**Supplied data**
* Start *

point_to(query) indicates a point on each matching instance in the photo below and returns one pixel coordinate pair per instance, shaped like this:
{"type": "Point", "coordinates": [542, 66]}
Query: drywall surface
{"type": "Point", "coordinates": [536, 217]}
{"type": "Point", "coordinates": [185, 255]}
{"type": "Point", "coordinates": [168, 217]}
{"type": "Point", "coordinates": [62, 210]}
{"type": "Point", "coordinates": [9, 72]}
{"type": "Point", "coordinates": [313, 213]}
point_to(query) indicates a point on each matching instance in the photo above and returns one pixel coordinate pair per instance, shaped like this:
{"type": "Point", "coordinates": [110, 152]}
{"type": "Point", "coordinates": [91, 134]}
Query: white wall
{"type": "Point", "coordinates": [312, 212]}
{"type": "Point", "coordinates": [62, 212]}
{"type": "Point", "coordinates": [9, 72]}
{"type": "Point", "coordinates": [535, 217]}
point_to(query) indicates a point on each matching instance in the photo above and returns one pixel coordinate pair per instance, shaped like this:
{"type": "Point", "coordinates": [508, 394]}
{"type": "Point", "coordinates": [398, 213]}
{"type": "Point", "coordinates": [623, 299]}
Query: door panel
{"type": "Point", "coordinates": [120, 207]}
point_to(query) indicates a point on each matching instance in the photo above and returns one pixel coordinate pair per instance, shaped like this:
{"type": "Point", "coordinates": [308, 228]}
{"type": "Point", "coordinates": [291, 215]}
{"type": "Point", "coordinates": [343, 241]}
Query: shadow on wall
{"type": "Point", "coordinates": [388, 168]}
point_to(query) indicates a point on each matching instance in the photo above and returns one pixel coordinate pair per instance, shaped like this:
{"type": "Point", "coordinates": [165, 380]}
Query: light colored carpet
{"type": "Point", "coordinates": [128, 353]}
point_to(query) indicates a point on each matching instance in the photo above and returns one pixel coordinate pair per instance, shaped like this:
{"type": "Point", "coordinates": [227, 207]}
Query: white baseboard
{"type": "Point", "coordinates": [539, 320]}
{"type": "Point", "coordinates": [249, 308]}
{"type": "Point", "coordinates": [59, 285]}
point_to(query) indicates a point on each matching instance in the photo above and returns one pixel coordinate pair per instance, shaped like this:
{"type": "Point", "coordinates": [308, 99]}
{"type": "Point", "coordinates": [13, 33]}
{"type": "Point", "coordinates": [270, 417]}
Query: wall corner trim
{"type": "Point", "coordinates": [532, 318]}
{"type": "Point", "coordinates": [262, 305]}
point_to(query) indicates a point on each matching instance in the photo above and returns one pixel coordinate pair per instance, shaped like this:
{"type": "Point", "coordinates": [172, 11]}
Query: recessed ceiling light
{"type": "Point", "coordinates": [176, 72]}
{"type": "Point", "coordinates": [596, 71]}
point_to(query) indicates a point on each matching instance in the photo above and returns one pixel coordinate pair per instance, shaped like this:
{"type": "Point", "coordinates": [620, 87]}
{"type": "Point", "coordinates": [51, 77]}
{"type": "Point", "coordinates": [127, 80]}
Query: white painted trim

* End *

**Work instructions**
Gather every line from the entries above that contains the word "white". Only matches with the same capitalization count.

**Problem solution**
Query: white wall
Query: white baseboard
Query: white painted trim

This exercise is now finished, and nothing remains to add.